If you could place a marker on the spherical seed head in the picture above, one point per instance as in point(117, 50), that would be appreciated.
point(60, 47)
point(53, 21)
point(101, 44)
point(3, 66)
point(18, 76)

EXERCISE DESCRIPTION
Render the lines above as a Markdown table with two columns, No. and Line, giving each row a sequential number and omitting any blank lines.

WRITTEN ANSWER
| No. | Line |
|---|---|
| 1 | If you could place a marker on the spherical seed head in the picture above, one point per instance as in point(117, 50), that would be appreciated. |
| 2 | point(60, 47) |
| 3 | point(53, 21) |
| 4 | point(101, 44) |
| 5 | point(3, 66) |
| 6 | point(18, 76) |